[START Exercise data]
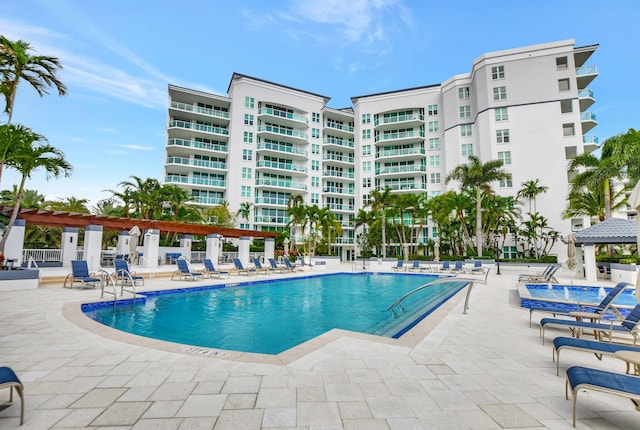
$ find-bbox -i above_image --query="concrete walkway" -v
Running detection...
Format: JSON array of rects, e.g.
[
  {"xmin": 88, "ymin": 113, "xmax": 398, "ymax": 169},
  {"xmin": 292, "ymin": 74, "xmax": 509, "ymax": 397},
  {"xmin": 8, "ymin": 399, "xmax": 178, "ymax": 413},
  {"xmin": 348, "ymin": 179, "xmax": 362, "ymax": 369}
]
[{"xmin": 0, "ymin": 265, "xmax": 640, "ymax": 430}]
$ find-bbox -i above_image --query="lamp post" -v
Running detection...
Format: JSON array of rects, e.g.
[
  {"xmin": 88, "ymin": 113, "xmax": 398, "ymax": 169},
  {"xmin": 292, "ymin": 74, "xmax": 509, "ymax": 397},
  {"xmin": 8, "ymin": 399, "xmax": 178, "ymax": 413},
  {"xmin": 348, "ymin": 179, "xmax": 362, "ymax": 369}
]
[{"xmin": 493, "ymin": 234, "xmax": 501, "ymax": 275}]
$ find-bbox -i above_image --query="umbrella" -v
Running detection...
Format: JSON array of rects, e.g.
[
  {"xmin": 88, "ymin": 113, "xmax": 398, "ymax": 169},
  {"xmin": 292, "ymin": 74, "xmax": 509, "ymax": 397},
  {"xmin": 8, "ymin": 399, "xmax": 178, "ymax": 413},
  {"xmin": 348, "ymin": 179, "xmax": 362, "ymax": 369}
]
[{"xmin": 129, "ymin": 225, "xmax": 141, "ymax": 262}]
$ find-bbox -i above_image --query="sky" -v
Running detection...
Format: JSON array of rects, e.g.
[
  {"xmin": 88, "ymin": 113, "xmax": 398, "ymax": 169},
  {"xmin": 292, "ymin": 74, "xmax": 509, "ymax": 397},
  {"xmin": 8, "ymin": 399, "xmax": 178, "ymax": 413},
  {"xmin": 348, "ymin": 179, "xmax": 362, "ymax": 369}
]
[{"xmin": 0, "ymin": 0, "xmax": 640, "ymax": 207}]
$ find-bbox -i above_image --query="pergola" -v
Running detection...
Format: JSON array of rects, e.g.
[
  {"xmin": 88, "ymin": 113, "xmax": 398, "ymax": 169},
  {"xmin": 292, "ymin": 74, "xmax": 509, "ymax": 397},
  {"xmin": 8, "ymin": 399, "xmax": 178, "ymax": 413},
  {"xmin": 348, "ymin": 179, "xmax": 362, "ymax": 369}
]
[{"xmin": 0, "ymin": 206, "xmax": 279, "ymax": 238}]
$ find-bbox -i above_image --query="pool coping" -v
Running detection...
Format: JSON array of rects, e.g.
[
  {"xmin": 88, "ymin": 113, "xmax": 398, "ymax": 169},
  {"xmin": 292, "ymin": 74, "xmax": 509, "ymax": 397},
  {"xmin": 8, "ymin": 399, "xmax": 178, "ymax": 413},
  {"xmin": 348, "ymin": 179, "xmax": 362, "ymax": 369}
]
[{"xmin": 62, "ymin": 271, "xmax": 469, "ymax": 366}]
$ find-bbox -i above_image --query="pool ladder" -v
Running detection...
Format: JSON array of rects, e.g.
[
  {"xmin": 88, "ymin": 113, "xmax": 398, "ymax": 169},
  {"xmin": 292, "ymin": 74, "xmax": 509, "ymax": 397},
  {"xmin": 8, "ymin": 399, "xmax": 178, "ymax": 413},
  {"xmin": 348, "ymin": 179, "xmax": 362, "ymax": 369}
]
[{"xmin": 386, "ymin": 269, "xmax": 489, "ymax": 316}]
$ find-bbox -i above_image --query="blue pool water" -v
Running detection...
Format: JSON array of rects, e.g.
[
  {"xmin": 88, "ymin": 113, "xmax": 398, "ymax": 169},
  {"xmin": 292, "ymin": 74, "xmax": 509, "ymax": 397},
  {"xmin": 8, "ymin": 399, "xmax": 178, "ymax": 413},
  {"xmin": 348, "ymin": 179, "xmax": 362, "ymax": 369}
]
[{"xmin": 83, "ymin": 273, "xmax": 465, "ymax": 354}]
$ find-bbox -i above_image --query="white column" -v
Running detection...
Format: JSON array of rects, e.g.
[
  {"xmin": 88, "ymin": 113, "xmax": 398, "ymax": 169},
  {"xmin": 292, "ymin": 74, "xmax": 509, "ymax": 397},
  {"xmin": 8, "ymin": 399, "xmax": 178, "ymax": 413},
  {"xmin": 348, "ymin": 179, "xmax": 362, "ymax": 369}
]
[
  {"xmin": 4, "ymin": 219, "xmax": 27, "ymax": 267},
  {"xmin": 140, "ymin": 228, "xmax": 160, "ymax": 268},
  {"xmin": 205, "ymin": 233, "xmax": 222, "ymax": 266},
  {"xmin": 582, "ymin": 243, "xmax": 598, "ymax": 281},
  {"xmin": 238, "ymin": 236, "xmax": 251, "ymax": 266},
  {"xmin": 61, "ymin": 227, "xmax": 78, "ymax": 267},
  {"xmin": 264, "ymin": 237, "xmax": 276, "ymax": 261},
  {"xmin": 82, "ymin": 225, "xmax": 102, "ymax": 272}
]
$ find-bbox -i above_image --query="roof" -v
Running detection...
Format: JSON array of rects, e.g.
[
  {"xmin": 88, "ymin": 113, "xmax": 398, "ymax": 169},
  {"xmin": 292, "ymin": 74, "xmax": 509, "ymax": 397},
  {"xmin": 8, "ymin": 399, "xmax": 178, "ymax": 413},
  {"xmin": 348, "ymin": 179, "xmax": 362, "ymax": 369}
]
[END Exercise data]
Exercise prompt: Count the lines of the listing above that contain the string "pool", and reply with only that number.

Final result: 3